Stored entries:
[Start]

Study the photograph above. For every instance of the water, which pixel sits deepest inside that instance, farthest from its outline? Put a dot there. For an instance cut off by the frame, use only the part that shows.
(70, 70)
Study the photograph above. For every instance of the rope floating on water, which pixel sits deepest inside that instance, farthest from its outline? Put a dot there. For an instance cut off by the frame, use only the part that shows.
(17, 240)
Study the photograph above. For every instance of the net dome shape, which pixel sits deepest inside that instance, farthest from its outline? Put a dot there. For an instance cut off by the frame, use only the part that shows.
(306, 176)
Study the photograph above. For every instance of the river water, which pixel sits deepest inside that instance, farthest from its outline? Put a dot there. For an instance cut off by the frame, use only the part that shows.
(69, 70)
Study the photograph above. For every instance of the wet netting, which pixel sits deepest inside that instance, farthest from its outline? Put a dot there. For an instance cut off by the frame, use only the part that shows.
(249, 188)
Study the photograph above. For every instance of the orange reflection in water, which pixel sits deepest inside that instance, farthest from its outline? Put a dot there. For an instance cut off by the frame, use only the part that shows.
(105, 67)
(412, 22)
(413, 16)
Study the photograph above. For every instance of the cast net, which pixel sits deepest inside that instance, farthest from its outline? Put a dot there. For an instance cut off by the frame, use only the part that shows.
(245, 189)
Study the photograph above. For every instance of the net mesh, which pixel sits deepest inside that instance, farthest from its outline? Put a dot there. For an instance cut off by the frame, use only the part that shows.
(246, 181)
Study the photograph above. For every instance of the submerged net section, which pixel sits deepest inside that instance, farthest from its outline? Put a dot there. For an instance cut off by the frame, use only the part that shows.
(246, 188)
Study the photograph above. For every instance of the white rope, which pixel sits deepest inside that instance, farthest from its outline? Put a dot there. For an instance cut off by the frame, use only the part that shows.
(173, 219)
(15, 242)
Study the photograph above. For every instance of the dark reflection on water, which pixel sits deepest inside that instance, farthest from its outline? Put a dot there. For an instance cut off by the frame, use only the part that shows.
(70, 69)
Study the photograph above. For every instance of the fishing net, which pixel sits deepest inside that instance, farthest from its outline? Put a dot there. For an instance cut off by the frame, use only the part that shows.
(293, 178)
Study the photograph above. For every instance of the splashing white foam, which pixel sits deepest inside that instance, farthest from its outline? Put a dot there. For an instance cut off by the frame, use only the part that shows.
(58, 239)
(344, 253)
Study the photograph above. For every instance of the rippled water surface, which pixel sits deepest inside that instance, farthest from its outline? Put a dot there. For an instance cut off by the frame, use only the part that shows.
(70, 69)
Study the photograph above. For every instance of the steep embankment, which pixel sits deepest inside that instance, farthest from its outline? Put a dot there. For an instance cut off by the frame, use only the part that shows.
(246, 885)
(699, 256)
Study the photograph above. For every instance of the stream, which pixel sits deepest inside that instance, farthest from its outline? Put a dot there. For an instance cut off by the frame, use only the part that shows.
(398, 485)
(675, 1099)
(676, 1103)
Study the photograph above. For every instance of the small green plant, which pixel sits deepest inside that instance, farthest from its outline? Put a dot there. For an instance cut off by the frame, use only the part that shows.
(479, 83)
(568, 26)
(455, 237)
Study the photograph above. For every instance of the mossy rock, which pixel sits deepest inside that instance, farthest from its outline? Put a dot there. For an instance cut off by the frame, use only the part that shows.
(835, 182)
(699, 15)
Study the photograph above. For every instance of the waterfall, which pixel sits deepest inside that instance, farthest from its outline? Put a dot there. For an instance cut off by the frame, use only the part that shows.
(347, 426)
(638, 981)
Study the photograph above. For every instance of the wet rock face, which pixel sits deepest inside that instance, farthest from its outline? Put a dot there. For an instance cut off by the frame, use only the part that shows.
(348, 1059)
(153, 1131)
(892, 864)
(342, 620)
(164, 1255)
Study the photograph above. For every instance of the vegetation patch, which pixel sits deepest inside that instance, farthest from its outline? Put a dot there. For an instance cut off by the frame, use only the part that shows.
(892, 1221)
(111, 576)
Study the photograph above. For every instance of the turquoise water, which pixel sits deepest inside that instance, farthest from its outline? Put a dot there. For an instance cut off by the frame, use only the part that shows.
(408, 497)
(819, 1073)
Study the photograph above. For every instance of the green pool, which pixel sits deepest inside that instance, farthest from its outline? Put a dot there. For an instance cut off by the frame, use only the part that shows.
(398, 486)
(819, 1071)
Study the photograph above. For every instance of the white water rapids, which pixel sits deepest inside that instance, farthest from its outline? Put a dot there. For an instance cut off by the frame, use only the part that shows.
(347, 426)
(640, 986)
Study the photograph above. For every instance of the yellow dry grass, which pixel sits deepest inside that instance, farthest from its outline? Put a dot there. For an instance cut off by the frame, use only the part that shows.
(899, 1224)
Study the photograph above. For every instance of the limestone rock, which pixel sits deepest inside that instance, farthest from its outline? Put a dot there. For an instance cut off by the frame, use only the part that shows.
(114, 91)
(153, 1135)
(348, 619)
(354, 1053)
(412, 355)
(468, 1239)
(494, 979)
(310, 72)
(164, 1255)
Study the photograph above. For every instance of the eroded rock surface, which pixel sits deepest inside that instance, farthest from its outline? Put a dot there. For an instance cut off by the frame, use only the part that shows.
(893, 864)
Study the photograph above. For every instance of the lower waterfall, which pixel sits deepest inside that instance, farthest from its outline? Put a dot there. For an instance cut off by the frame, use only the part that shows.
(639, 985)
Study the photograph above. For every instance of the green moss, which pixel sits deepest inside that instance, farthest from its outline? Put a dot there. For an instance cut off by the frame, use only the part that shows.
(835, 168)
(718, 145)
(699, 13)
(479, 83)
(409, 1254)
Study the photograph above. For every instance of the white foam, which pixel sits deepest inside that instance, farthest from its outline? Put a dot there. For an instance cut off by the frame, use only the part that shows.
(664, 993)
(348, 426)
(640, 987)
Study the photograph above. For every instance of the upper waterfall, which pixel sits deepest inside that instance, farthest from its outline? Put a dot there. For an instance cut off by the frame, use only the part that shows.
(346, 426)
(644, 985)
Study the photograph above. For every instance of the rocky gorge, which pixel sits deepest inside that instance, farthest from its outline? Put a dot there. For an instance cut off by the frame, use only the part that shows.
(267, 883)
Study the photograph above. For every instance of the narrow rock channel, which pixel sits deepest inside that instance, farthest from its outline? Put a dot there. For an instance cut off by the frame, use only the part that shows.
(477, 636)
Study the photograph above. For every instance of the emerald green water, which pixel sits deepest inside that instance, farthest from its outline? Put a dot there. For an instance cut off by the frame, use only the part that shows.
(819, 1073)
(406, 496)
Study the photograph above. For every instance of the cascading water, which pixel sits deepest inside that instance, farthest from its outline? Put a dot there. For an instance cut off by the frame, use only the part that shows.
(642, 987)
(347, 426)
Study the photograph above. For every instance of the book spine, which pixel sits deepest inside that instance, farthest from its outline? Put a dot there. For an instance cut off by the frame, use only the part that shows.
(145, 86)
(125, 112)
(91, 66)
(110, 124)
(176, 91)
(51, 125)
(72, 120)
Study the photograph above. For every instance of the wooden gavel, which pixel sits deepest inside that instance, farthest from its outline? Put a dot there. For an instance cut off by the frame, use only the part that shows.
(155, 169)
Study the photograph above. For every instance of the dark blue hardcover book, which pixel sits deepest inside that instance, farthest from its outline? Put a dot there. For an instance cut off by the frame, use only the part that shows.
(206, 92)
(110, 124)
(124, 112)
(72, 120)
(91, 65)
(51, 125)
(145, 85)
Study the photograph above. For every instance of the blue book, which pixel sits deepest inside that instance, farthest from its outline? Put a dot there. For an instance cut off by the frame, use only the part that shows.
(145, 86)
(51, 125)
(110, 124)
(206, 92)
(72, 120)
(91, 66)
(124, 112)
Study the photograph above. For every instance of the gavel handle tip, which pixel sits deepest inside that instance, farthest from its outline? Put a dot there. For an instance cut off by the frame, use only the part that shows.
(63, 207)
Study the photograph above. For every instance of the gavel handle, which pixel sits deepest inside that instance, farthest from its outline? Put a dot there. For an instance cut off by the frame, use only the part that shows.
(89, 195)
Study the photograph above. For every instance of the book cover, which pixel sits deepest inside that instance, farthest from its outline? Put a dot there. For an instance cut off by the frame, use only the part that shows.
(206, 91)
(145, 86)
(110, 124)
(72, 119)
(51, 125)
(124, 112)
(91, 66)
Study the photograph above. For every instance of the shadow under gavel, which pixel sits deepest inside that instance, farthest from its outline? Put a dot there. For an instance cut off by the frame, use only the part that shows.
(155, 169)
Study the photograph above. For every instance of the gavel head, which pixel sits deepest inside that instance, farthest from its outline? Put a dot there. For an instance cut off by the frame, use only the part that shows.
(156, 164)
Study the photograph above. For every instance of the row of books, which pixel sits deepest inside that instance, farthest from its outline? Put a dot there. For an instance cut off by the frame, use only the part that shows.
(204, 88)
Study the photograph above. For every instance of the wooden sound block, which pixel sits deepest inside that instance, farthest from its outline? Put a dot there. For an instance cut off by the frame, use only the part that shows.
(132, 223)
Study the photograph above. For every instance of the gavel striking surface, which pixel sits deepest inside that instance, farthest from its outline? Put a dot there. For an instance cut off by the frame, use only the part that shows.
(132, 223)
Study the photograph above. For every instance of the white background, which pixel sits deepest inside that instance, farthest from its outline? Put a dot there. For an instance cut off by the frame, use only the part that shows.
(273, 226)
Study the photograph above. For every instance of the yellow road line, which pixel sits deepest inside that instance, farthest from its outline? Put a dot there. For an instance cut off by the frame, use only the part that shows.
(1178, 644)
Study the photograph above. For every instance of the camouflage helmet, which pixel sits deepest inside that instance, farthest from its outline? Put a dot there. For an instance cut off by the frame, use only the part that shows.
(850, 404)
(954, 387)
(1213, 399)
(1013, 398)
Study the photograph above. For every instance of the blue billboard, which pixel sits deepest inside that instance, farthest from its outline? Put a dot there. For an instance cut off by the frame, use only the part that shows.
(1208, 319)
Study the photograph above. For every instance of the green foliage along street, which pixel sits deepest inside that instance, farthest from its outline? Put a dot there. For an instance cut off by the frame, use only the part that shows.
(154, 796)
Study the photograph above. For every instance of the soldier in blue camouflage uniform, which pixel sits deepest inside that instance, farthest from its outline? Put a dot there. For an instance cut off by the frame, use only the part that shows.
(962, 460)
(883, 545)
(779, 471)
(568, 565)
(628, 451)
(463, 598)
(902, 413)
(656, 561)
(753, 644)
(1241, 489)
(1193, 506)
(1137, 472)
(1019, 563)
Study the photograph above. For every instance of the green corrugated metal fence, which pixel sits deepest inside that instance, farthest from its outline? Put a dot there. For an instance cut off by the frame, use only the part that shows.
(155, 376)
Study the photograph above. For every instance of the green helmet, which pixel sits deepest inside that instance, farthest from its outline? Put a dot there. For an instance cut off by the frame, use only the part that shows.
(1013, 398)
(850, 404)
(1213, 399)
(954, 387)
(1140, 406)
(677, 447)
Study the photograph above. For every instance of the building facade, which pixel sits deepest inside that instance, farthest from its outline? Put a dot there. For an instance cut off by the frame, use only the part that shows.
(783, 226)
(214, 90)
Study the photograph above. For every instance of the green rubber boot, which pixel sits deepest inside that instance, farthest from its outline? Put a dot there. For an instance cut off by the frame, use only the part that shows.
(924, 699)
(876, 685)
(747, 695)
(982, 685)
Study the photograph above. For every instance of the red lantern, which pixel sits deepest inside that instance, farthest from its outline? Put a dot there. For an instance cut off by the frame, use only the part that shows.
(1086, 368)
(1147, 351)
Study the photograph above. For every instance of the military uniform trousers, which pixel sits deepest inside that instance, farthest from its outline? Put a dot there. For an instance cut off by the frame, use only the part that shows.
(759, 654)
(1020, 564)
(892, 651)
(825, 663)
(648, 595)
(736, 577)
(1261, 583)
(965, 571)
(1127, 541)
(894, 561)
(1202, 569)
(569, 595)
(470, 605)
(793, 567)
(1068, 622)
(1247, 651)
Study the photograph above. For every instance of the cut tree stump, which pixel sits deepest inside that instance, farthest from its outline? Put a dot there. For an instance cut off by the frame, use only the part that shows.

[End]

TASK BRIEF: Every line from the one containing "the green corrugated" through the end of the data must be repeated exactly, and no other line.

OUTPUT FOR THIS TASK:
Study the photograph above. For every instance of the green corrugated metal fence, which pixel sits deepest inside that instance, farthest from its outline? Put a dot there. For an instance cut off by the frame, use only the part that shows.
(155, 376)
Study the photograph above. For every instance of the green helmet, which pixel sits deepest inside that instance, farthest from its outline? Put a dot there. For an instance cut off by the frame, use only the part that shows.
(1013, 398)
(850, 404)
(1213, 399)
(954, 387)
(1140, 406)
(677, 447)
Study the photograph above. For every instance of the building facade, which pixel sits deepest inside that instance, farthest from its outline? Put a dot there. For an instance cut off by the frame, use only the part that shows.
(783, 226)
(214, 90)
Study the photograph above. For every instance of the green rubber boot, which pixel sits deepest inside that instance, farthest from its outline? Put a dot there. For an instance cut off by the frame, use only the part that shows.
(924, 699)
(876, 685)
(747, 695)
(982, 685)
Study the photograph above. For every instance of the red lantern, which pixel sits deepest inside that instance, farthest from its outline? Put a dot there. For an instance cut off by the frame, use only the part that shows.
(1086, 368)
(1147, 351)
Study the photograph above. For every instance of the military uniform trousers, which pixel sits deepest inside that instance, farthest from its outline? Put a dot there. For an instance cut off by the frame, use only the part that shows.
(759, 654)
(1020, 564)
(892, 651)
(825, 663)
(648, 595)
(736, 577)
(1261, 583)
(965, 571)
(1127, 541)
(894, 561)
(1202, 569)
(569, 595)
(470, 605)
(793, 567)
(1068, 622)
(1247, 651)
Study the photograph above. For every instance of the cut tree stump, which pixel sits deepest inside that instance, farthest from its outline? Put a dot there. For an instance cut off by the frame, use only the part that shows.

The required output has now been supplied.